» Problem set
[1] In the article on the book about nontenured teachers, which press is releasing Off-Track Profs?
[2] Pick up the article on the book about nontenured teachers after its last sentence and keep writing.

» Text provided
◇ ◇ ◇ ◇
These are among the conclusions of Off-Track Profs: Nontenured Teachers in Higher Education, being released this week by the MIT Press. Amid the growing literature of research about adjuncts, this book is different in some key ways that are likely to make some of it controversial, and may also make it influential. The focus of the book is on elite research universities, ten of which gave data and access to senior administrators so that the authors (themselves administrators) could examine the issues.

While the book is consistent with many of the recent studies of adjuncts in documenting their growing use and many cases of abuse, the tone is notably different, as are some conclusions. While the book sees the treatment of adjuncts as a real issue both for the adjuncts and their institutions, it suggests that there is much blame to share -- and that this situation did not arise from the actions of administrators looking to cut costs. And while much of the research about adjuncts has come from unions or groups sympathetic to unions, this book is decidedly not.

For all of those reasons, the book may find an audience with senior administrators. Among those endorsing the book in a blurb: Robert Berdahl, president of the Association of American Universities, who praises the work by saying: "This is not a muckraking book by outsiders who don't understand the academy; it is a serious analysis by respected administrators. It does not seek to return to some long-lost golden age."
◇ ◇ ◇ ◇
» Given material

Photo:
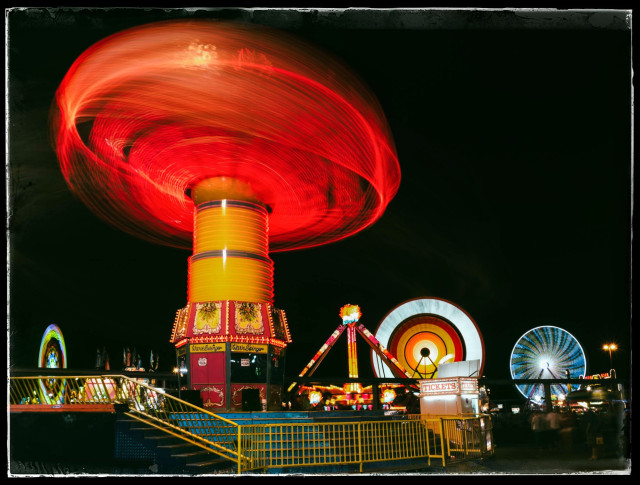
◇ ◇ ◇ ◇
» Answers to the exercises
[1] The MIT Press

[2]
The study was based on examining the Universities of California at Berkeley, Illinois at Urbana-Champaign, Michigan, Virginia and Washington; Cornell, Duke and Northwestern Universities; Massachusetts Institute of Technology and Washington University in St. Louis. The book's authors, John G. Cross and Edie N. Goldenberg, worked together at Michigan as administrators in the College of Literature, Science and the Arts. (Cross has since become a vice president at Bloomfield College.)

Their interest in the topic started from personal experience. They were heavily focused on measures to improved undergraduate education and considered hiring crucial to that. Yet they noticed that the numbers of adjunct faculty members being used in the college was going up even though this was growth "we never consciously decided to make." That led to a grant from the Andrew W. Mellon Foundation to start to explore the trends at other top research universities. The authors acknowledge that these institutions are not typical of American higher education or of the use of adjuncts (community colleges by far are the most reliant on those off the tenure track). And in some respects, the adjuncts they studied have it better than those at many other institutions -- with greater odds of having health insurance and/or office space than is frequently the case elsewhere. But the authors note the role of leading research universities as agenda setters for many universities and their key role in graduate education.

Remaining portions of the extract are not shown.